Exercise task: Gather each line of the rows below that contains the string "right", treating uppercase and lowercase letters as distinct.

====

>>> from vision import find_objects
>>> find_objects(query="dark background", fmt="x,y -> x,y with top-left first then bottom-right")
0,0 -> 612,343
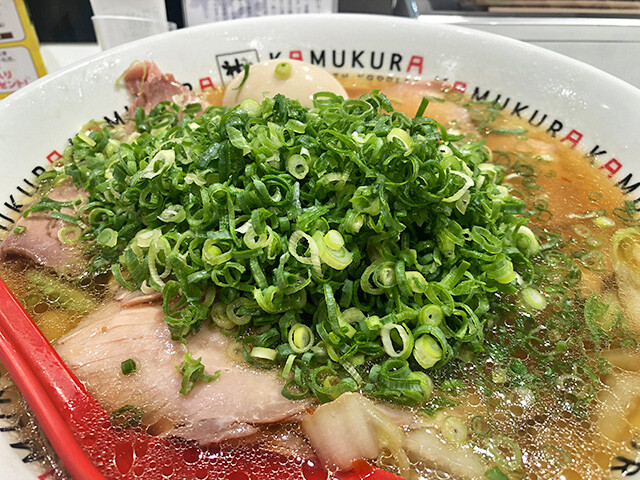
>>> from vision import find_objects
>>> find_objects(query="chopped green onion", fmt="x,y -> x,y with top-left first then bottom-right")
109,405 -> 144,428
120,358 -> 137,375
58,225 -> 82,245
520,287 -> 547,310
413,335 -> 444,369
442,415 -> 469,443
96,228 -> 118,248
380,323 -> 413,360
593,217 -> 616,228
289,323 -> 314,353
418,305 -> 444,327
484,467 -> 509,480
251,347 -> 278,362
516,225 -> 540,257
287,154 -> 309,180
178,352 -> 221,395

====

Exercise solution:
>>> find_objects(query="dark background", fmt="x,y -> x,y with top-left first then bottom-right")
>>> find_objects(query="chopped green onion", fmt="x,y -> x,y with top-left first then bottom-right")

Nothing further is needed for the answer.